◆ What you should do: Return, from the data below, each line that contains the word "silver".

◆ Records shown:
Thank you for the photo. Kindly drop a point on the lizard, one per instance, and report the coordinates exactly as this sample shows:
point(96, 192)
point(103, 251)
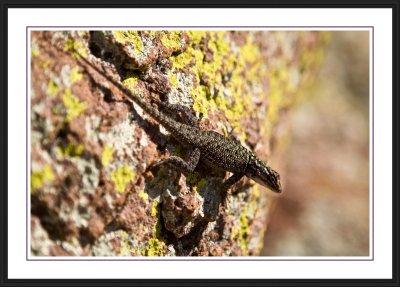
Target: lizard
point(214, 149)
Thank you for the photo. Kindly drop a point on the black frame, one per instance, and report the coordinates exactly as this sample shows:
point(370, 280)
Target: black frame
point(7, 4)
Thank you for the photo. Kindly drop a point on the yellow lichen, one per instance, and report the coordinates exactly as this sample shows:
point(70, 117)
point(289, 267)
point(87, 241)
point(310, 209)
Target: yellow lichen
point(121, 177)
point(155, 247)
point(125, 248)
point(73, 105)
point(41, 177)
point(77, 48)
point(75, 75)
point(52, 88)
point(171, 39)
point(107, 155)
point(131, 38)
point(71, 150)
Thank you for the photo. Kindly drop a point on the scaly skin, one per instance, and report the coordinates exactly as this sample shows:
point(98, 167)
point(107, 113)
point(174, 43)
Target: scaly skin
point(215, 149)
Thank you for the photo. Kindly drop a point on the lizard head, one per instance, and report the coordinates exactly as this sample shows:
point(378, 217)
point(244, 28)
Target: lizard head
point(264, 175)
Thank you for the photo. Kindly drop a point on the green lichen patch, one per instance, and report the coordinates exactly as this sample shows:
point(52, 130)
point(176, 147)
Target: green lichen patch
point(121, 177)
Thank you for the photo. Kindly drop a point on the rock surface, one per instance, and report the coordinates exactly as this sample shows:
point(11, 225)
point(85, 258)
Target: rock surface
point(92, 191)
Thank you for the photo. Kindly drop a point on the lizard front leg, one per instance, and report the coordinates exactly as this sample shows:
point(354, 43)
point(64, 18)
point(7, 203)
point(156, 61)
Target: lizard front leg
point(232, 180)
point(179, 164)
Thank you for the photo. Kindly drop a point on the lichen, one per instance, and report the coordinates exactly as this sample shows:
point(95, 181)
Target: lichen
point(41, 177)
point(76, 47)
point(75, 75)
point(52, 88)
point(155, 247)
point(171, 40)
point(121, 177)
point(74, 106)
point(131, 38)
point(107, 155)
point(71, 150)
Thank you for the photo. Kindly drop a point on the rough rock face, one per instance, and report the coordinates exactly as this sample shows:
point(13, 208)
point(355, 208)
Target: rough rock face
point(93, 191)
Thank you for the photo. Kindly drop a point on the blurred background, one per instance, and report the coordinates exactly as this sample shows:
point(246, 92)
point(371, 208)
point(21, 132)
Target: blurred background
point(324, 210)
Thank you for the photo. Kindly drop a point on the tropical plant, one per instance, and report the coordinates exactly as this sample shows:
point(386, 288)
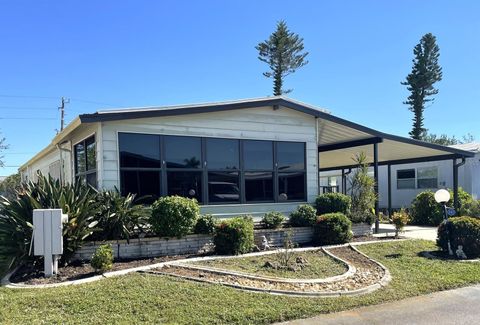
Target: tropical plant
point(362, 187)
point(304, 216)
point(118, 216)
point(102, 259)
point(273, 220)
point(77, 201)
point(174, 216)
point(283, 52)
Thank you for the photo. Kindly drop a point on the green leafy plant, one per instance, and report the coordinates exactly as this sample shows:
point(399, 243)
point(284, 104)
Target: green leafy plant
point(304, 216)
point(205, 224)
point(234, 236)
point(77, 201)
point(333, 202)
point(463, 231)
point(362, 188)
point(174, 216)
point(332, 228)
point(119, 217)
point(273, 220)
point(102, 259)
point(400, 220)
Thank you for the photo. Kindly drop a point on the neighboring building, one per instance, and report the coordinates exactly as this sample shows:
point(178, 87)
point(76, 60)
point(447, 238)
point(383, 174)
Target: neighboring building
point(410, 179)
point(238, 157)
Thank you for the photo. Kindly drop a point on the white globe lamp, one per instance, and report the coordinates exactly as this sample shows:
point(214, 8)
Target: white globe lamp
point(442, 196)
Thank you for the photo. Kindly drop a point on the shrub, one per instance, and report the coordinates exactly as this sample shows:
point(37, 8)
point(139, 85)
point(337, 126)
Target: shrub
point(234, 236)
point(400, 220)
point(425, 210)
point(333, 202)
point(119, 217)
point(273, 220)
point(362, 187)
point(304, 216)
point(174, 216)
point(332, 228)
point(463, 231)
point(205, 224)
point(77, 201)
point(102, 259)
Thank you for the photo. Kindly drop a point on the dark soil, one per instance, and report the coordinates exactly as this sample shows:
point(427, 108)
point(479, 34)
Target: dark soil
point(79, 270)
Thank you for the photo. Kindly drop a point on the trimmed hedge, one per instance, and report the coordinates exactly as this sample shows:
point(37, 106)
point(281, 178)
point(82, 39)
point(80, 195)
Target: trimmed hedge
point(234, 236)
point(333, 202)
point(332, 228)
point(304, 216)
point(273, 220)
point(205, 224)
point(174, 216)
point(463, 231)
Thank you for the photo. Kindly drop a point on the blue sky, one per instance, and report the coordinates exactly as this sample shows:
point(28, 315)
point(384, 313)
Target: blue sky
point(105, 54)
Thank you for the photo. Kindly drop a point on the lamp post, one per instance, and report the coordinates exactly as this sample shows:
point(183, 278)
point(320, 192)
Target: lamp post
point(442, 196)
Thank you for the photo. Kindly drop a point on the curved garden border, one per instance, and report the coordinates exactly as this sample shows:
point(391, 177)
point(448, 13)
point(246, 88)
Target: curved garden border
point(6, 280)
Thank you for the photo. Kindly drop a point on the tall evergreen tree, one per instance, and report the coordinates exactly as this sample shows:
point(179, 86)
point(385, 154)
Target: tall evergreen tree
point(283, 52)
point(425, 73)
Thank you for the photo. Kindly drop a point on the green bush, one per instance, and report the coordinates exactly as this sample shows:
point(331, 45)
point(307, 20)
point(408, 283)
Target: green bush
point(333, 202)
point(102, 259)
point(273, 220)
point(332, 228)
point(234, 236)
point(77, 201)
point(119, 217)
point(304, 216)
point(205, 224)
point(425, 210)
point(174, 216)
point(463, 231)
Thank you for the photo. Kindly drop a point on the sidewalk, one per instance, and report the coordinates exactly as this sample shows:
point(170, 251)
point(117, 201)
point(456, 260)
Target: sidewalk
point(458, 306)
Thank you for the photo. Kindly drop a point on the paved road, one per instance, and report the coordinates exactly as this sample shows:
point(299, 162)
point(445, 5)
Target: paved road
point(458, 307)
point(429, 233)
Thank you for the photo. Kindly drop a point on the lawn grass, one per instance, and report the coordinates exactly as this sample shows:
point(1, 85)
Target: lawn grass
point(320, 265)
point(140, 298)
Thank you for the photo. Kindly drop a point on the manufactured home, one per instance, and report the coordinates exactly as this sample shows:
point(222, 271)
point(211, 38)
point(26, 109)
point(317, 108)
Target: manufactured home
point(237, 157)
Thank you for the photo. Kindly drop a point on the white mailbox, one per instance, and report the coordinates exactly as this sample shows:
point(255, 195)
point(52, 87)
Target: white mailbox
point(47, 237)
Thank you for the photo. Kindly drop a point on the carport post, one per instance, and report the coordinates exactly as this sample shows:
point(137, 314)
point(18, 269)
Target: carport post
point(375, 176)
point(389, 190)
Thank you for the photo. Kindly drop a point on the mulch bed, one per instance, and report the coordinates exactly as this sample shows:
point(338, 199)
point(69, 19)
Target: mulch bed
point(368, 273)
point(79, 270)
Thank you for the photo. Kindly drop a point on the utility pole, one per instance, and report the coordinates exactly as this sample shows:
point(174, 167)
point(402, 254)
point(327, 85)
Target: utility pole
point(62, 112)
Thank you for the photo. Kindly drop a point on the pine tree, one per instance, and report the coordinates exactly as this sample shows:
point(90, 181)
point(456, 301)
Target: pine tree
point(425, 73)
point(283, 52)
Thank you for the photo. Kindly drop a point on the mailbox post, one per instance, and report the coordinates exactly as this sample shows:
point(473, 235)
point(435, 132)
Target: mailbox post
point(48, 238)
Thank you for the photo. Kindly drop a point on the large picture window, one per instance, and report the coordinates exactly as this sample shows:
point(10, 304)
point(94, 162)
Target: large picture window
point(212, 170)
point(86, 162)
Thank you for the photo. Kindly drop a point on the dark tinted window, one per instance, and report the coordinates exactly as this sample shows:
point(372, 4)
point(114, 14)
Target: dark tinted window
point(222, 154)
point(258, 155)
point(139, 150)
point(141, 183)
point(258, 186)
point(183, 152)
point(186, 184)
point(91, 153)
point(291, 186)
point(223, 187)
point(80, 158)
point(291, 155)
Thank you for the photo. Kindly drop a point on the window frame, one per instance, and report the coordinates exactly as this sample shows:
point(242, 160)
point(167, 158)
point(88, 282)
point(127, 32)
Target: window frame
point(204, 170)
point(84, 175)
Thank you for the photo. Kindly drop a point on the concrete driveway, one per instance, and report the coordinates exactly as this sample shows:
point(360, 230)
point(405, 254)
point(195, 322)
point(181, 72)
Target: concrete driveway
point(459, 306)
point(417, 232)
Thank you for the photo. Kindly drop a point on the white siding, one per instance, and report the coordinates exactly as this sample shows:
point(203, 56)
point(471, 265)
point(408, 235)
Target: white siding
point(262, 123)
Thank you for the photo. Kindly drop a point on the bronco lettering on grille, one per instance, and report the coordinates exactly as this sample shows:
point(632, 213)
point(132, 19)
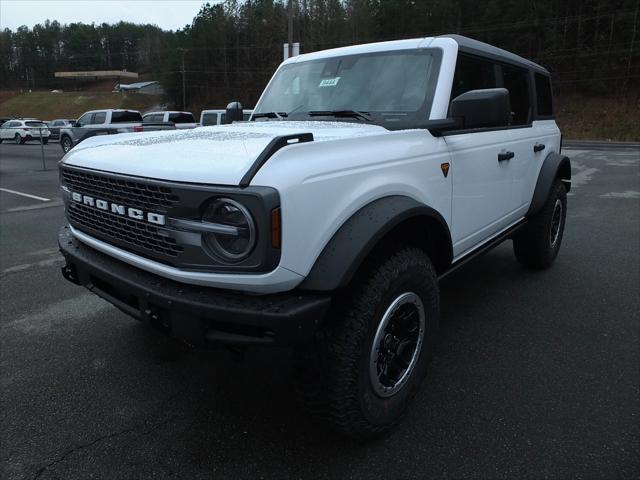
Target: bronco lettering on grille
point(134, 213)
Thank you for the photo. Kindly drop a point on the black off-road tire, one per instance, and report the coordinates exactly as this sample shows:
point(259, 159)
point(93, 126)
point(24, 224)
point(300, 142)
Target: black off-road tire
point(538, 243)
point(332, 374)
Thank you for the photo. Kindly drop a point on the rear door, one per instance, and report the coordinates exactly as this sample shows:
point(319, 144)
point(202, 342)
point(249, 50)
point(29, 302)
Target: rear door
point(482, 203)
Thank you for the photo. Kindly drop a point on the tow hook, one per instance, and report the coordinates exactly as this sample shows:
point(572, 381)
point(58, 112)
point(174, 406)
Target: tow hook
point(157, 319)
point(69, 272)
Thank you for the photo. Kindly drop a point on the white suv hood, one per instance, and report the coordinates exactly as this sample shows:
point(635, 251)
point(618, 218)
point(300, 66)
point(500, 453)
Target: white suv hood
point(218, 155)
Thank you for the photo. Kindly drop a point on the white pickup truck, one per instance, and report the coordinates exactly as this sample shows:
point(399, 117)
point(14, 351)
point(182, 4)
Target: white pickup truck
point(366, 175)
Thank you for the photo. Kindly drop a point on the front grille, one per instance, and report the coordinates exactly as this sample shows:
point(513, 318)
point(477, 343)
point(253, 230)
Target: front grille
point(125, 229)
point(127, 192)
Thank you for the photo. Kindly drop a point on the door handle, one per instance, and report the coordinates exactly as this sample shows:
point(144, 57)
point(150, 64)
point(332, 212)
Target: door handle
point(505, 156)
point(538, 147)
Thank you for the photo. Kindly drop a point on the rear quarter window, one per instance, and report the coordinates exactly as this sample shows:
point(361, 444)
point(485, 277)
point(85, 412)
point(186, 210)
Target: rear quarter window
point(516, 80)
point(126, 117)
point(181, 118)
point(209, 119)
point(543, 95)
point(98, 118)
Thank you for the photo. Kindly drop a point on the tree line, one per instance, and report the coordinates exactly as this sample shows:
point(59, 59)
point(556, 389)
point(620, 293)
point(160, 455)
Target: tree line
point(231, 48)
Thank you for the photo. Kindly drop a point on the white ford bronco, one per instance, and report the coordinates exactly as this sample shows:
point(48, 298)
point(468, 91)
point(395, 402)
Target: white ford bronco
point(365, 175)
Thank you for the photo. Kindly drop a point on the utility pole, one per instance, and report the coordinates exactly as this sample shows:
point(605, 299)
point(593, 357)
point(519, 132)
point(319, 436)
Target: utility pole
point(290, 15)
point(184, 88)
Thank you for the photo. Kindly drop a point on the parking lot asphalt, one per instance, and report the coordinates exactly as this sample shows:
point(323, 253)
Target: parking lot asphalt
point(535, 375)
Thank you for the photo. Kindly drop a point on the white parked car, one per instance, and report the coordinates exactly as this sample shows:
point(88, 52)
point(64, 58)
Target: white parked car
point(21, 131)
point(369, 173)
point(219, 117)
point(182, 120)
point(106, 122)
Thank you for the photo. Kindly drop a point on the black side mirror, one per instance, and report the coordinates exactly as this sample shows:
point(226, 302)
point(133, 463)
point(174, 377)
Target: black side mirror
point(234, 112)
point(489, 107)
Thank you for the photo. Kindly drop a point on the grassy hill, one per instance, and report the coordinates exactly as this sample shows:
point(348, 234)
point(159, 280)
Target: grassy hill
point(47, 106)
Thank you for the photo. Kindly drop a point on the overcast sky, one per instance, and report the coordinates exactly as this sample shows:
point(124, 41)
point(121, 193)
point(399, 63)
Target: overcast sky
point(167, 14)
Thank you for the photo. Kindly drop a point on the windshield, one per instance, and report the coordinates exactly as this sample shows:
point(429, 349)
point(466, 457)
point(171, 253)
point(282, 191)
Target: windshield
point(394, 88)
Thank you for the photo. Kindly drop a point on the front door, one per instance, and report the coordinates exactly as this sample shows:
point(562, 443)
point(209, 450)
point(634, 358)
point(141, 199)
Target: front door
point(482, 202)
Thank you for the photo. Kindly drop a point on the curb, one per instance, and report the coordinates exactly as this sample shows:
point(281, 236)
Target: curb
point(600, 145)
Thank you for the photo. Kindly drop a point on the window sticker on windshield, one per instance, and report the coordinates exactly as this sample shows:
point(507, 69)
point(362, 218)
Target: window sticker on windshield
point(329, 82)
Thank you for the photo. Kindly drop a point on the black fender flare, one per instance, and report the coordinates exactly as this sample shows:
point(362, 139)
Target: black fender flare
point(356, 238)
point(554, 166)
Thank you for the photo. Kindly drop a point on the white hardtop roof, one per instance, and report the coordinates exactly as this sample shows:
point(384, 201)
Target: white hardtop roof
point(112, 110)
point(464, 43)
point(167, 111)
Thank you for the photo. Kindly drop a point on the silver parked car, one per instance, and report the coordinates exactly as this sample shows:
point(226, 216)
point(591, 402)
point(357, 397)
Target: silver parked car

◆ Result of the exercise:
Thank you for the photo. Kindly drop a point on the silver parked car, one per instance, and report the coordinates exactly as this sample shows:
Target: silver parked car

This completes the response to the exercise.